* **WORK TO BE COMPLETED**:
Find "Would you mind indicating the church facade" in the data, then restate the line it sits in and every later line word for word, ending with the last line.

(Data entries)
◆ ◆ ◆ ◆ ◆
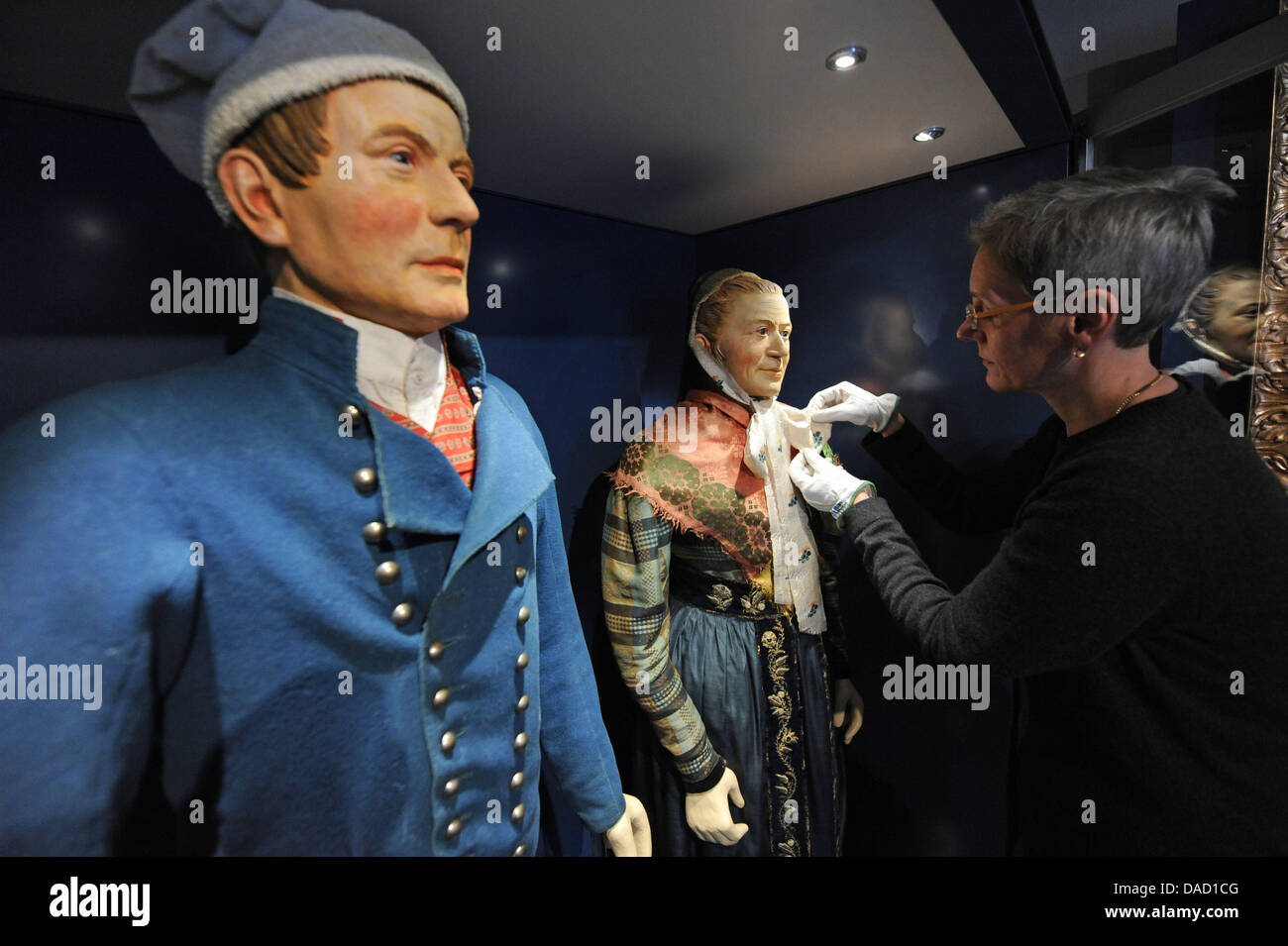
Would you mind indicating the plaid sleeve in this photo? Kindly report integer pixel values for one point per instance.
(636, 559)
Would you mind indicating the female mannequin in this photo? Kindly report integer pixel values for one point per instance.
(721, 605)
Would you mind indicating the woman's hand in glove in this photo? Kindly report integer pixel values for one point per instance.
(825, 485)
(846, 402)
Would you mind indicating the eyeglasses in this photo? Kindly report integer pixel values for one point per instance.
(990, 313)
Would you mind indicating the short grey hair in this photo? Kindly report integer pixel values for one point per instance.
(1111, 223)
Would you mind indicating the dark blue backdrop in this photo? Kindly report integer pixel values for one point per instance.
(592, 310)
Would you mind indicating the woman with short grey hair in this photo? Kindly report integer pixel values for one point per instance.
(1128, 598)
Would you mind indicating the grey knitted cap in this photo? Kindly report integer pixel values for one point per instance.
(257, 55)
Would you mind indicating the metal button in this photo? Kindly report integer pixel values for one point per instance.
(366, 480)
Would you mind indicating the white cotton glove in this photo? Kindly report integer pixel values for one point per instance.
(825, 485)
(846, 402)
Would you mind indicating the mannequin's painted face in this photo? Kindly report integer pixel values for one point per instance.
(755, 343)
(390, 245)
(1233, 326)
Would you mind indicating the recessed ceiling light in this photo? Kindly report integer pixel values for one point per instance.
(846, 58)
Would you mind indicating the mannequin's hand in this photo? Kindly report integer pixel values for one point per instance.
(846, 402)
(825, 485)
(630, 837)
(846, 708)
(708, 815)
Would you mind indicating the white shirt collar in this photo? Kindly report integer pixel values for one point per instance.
(395, 370)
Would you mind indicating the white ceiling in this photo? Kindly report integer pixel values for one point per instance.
(734, 126)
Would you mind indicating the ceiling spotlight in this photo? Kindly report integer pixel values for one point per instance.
(846, 58)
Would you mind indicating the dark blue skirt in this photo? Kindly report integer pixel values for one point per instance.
(764, 692)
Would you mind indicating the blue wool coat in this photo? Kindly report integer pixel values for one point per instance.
(269, 690)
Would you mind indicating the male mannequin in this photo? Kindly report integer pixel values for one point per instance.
(374, 644)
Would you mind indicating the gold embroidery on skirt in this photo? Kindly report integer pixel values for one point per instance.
(781, 708)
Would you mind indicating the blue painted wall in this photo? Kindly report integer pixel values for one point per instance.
(591, 310)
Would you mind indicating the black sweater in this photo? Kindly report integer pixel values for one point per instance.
(1127, 665)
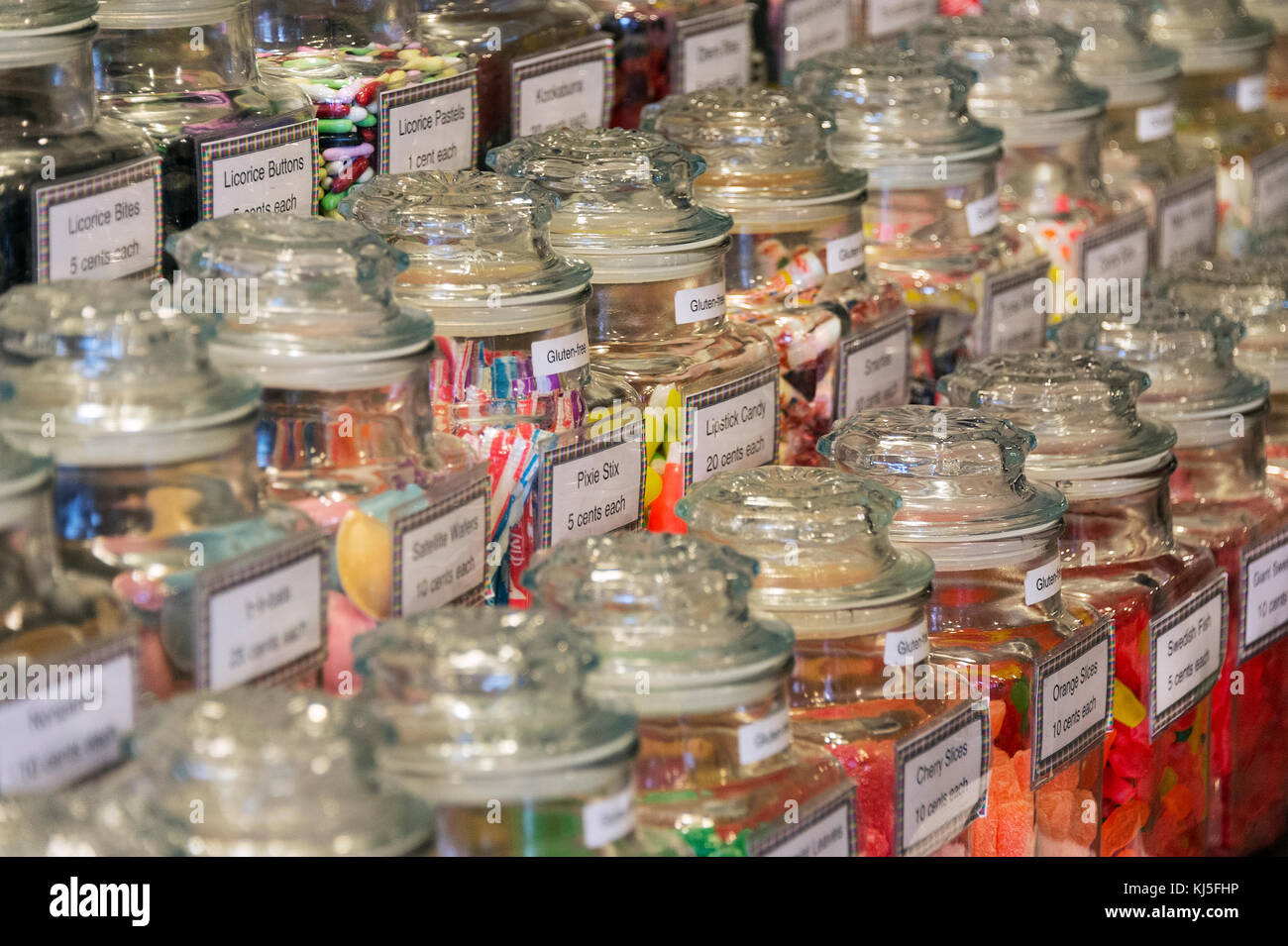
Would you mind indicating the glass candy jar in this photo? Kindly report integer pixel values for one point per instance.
(184, 72)
(78, 193)
(1222, 499)
(493, 729)
(155, 481)
(1119, 555)
(862, 683)
(511, 373)
(931, 222)
(997, 614)
(797, 266)
(657, 313)
(346, 425)
(719, 769)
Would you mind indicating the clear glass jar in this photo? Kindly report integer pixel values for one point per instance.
(797, 266)
(657, 312)
(155, 485)
(931, 220)
(78, 192)
(1050, 187)
(997, 614)
(668, 618)
(1222, 499)
(346, 424)
(542, 63)
(665, 47)
(382, 100)
(857, 605)
(1223, 110)
(493, 729)
(513, 370)
(1119, 555)
(184, 72)
(63, 626)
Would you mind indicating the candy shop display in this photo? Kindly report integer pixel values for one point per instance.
(1222, 108)
(1120, 555)
(155, 486)
(857, 605)
(658, 314)
(78, 192)
(931, 222)
(513, 372)
(797, 266)
(231, 142)
(346, 425)
(996, 613)
(719, 769)
(1222, 499)
(664, 47)
(541, 63)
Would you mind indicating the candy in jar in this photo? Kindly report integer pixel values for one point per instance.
(996, 611)
(797, 265)
(1120, 556)
(668, 619)
(862, 683)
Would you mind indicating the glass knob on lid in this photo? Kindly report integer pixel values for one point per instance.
(960, 472)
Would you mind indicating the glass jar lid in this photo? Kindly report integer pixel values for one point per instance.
(1081, 407)
(818, 533)
(960, 472)
(619, 190)
(482, 699)
(761, 146)
(277, 771)
(666, 609)
(1188, 354)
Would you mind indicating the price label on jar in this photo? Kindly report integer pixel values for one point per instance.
(1186, 218)
(103, 226)
(1186, 646)
(940, 779)
(1117, 250)
(570, 86)
(261, 617)
(432, 126)
(712, 51)
(1014, 315)
(441, 551)
(733, 426)
(1263, 594)
(875, 367)
(269, 171)
(62, 722)
(811, 27)
(1074, 686)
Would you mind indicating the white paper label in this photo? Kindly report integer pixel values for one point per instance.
(101, 227)
(566, 86)
(557, 356)
(428, 128)
(596, 493)
(50, 743)
(765, 738)
(735, 433)
(699, 304)
(608, 819)
(252, 174)
(1249, 93)
(1154, 123)
(443, 558)
(265, 623)
(845, 254)
(816, 26)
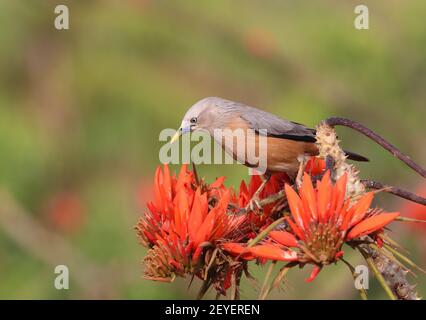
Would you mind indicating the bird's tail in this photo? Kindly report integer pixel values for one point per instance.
(356, 157)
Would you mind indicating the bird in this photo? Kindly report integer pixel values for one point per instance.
(287, 141)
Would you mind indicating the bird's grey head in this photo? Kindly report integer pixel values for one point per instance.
(206, 115)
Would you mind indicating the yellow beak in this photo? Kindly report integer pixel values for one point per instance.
(175, 137)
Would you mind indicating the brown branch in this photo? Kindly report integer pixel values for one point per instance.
(379, 140)
(394, 190)
(394, 275)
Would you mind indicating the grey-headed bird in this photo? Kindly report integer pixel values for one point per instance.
(286, 140)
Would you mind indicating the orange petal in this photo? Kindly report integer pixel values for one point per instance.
(314, 274)
(339, 193)
(237, 249)
(372, 224)
(283, 237)
(307, 194)
(324, 196)
(167, 183)
(272, 252)
(296, 229)
(296, 207)
(196, 216)
(218, 183)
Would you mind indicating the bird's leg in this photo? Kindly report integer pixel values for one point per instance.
(254, 204)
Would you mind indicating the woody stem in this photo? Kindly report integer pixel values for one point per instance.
(394, 190)
(335, 121)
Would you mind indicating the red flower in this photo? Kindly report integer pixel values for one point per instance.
(321, 221)
(184, 219)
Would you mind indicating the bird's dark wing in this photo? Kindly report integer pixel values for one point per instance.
(277, 127)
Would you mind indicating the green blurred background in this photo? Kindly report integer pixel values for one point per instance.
(81, 111)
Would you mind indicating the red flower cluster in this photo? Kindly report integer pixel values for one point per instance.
(322, 220)
(184, 219)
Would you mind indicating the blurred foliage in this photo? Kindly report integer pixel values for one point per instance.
(81, 111)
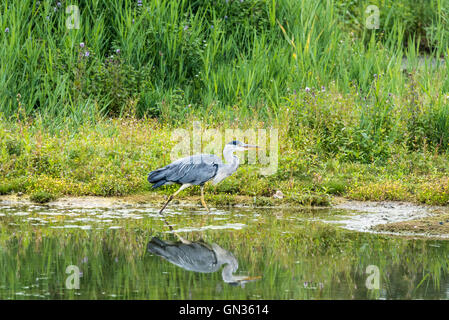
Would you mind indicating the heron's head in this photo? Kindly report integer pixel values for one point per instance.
(240, 146)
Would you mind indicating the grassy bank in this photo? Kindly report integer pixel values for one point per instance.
(113, 158)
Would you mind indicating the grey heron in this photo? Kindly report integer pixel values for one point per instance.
(198, 169)
(199, 256)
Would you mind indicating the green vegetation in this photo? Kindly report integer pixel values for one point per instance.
(362, 113)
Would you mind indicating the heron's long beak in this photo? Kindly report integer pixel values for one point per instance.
(251, 146)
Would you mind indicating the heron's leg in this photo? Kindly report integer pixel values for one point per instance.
(173, 195)
(202, 199)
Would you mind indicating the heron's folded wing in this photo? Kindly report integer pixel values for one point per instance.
(195, 170)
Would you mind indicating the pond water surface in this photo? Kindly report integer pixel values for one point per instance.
(282, 254)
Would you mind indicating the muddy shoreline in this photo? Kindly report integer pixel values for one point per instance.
(384, 217)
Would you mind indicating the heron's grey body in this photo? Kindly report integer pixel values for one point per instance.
(199, 257)
(198, 169)
(195, 170)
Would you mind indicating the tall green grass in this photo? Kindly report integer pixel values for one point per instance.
(179, 57)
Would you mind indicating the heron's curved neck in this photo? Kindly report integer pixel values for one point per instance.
(231, 159)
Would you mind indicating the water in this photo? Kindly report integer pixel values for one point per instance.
(289, 254)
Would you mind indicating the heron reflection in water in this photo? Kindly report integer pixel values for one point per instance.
(199, 256)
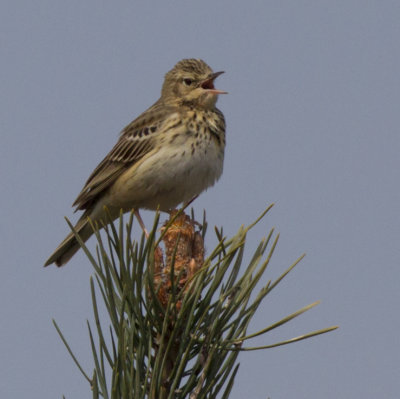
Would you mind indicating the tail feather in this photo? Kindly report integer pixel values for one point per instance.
(67, 249)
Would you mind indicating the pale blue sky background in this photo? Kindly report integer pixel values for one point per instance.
(312, 124)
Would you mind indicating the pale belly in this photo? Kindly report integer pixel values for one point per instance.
(170, 176)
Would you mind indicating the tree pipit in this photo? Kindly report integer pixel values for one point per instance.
(168, 155)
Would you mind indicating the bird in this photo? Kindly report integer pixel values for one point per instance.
(167, 156)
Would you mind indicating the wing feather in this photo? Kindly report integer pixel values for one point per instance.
(135, 141)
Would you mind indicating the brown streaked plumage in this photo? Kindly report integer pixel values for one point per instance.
(168, 155)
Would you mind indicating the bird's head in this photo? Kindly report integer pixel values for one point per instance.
(191, 81)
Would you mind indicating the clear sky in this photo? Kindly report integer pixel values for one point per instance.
(312, 125)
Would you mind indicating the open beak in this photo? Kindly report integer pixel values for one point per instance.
(208, 84)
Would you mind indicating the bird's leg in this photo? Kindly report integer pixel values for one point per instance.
(186, 204)
(140, 220)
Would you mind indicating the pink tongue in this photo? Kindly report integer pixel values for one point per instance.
(208, 85)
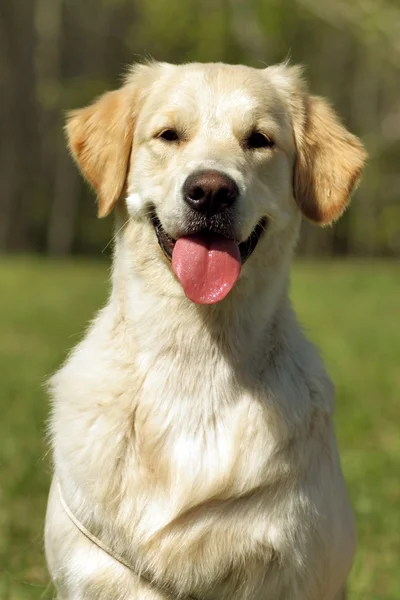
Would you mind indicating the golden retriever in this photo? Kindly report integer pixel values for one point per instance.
(194, 449)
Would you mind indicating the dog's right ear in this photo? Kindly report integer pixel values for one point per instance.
(100, 139)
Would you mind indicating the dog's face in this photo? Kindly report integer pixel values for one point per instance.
(214, 161)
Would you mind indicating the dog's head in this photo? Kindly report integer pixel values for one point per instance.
(216, 163)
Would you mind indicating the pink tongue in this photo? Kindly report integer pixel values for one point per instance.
(207, 267)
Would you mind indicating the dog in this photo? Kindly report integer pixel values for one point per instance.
(194, 450)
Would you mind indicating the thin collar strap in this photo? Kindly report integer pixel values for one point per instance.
(95, 540)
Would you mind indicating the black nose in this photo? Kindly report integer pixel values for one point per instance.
(210, 191)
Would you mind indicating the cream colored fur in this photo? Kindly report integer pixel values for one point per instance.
(197, 441)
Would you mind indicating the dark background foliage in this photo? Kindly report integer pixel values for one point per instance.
(59, 54)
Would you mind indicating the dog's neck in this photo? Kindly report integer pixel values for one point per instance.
(240, 325)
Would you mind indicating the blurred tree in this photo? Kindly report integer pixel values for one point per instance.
(59, 54)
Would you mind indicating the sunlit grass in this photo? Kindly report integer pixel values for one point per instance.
(351, 309)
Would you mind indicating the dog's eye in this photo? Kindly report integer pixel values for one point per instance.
(259, 140)
(169, 135)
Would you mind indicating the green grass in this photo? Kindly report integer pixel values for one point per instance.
(351, 310)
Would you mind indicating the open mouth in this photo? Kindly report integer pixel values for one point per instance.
(206, 263)
(246, 248)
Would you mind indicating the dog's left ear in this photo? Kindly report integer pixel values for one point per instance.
(328, 164)
(100, 139)
(329, 159)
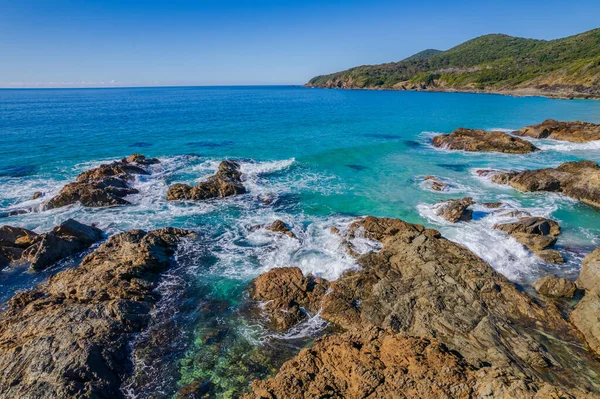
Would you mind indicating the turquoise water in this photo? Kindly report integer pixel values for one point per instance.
(314, 158)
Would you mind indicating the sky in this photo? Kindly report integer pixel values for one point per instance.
(79, 43)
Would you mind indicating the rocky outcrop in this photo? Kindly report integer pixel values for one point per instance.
(420, 284)
(279, 226)
(537, 234)
(455, 210)
(68, 338)
(286, 295)
(579, 180)
(226, 182)
(40, 251)
(482, 141)
(555, 287)
(575, 132)
(105, 185)
(435, 183)
(586, 316)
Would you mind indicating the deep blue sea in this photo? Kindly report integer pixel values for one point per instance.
(313, 158)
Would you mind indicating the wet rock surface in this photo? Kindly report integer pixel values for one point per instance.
(40, 251)
(420, 284)
(105, 185)
(555, 287)
(68, 338)
(575, 132)
(286, 295)
(226, 182)
(586, 316)
(579, 180)
(456, 210)
(476, 140)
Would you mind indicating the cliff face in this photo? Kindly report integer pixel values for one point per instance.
(567, 67)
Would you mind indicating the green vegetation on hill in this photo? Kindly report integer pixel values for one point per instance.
(492, 62)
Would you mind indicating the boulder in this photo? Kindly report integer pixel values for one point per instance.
(482, 141)
(579, 180)
(555, 287)
(575, 132)
(420, 284)
(279, 226)
(105, 185)
(225, 183)
(67, 239)
(69, 338)
(286, 295)
(455, 210)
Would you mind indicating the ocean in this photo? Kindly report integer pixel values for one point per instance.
(313, 158)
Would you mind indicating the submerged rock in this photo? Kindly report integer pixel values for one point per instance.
(482, 141)
(225, 183)
(105, 185)
(537, 234)
(420, 284)
(286, 295)
(575, 132)
(69, 337)
(555, 287)
(579, 180)
(455, 210)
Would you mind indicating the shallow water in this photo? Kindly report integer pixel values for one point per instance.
(313, 158)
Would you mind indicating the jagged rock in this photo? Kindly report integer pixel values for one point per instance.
(69, 338)
(455, 210)
(576, 132)
(537, 234)
(225, 183)
(286, 294)
(105, 185)
(579, 180)
(422, 284)
(480, 140)
(279, 226)
(436, 183)
(586, 316)
(67, 239)
(555, 287)
(378, 364)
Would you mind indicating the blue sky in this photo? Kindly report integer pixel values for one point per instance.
(146, 42)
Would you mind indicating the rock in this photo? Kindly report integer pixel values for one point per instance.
(279, 226)
(436, 184)
(286, 294)
(455, 210)
(537, 234)
(554, 287)
(67, 239)
(420, 284)
(480, 140)
(225, 183)
(105, 185)
(69, 337)
(575, 132)
(579, 180)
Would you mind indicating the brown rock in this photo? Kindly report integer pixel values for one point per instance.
(69, 338)
(576, 132)
(105, 185)
(579, 180)
(455, 210)
(279, 226)
(67, 239)
(225, 183)
(554, 287)
(286, 294)
(480, 140)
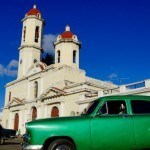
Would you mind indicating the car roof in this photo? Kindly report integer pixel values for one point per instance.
(119, 97)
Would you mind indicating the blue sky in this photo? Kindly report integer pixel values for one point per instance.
(115, 36)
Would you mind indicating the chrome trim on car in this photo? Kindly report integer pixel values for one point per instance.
(31, 147)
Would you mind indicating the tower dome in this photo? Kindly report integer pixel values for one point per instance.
(33, 12)
(67, 35)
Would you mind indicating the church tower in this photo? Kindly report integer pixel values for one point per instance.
(31, 43)
(67, 49)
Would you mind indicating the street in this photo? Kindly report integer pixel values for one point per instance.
(11, 145)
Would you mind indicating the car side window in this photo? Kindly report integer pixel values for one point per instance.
(140, 107)
(114, 107)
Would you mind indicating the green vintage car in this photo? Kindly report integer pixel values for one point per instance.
(109, 123)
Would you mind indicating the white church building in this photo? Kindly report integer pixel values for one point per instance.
(61, 89)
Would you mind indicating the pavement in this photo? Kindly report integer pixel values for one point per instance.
(13, 144)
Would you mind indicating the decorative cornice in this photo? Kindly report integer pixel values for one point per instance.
(66, 41)
(30, 46)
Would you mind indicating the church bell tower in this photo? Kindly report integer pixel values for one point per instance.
(67, 49)
(31, 43)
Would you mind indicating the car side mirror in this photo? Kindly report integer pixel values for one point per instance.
(98, 114)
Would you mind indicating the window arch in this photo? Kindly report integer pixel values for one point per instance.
(55, 112)
(36, 34)
(35, 89)
(34, 113)
(9, 96)
(16, 122)
(58, 56)
(74, 56)
(24, 33)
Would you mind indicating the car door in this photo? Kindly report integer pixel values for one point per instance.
(141, 118)
(111, 130)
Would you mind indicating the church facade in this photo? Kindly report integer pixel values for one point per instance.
(42, 91)
(61, 89)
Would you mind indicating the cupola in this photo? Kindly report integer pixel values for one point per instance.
(34, 12)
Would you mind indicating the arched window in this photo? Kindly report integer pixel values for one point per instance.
(34, 113)
(16, 122)
(9, 96)
(58, 56)
(36, 34)
(35, 89)
(55, 112)
(24, 34)
(74, 56)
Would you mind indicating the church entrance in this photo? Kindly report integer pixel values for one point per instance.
(16, 122)
(34, 113)
(55, 112)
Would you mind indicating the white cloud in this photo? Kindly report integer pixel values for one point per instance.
◆ ◆ ◆ ◆ ◆
* **THE RESPONSE**:
Would you mind indicating the church facade in this photo? Kindly report integer pixel values for one point per instance.
(42, 91)
(61, 89)
Would you mind indicating the cupola in this photo? Kindly report integer pixel values for one point per instance.
(34, 12)
Would you mind indicating the arched window in this photo? Kindly report integer pixel values for one point per instance.
(34, 113)
(16, 122)
(9, 96)
(58, 56)
(36, 34)
(35, 89)
(55, 112)
(24, 34)
(74, 56)
Would you mind indicating the church entrance in this photo? Kindly report integer pixel values for one point per instance.
(16, 122)
(34, 113)
(55, 112)
Would you mind indicating the white cloud in this photo? Kindly report integer pixel values for one point per instance.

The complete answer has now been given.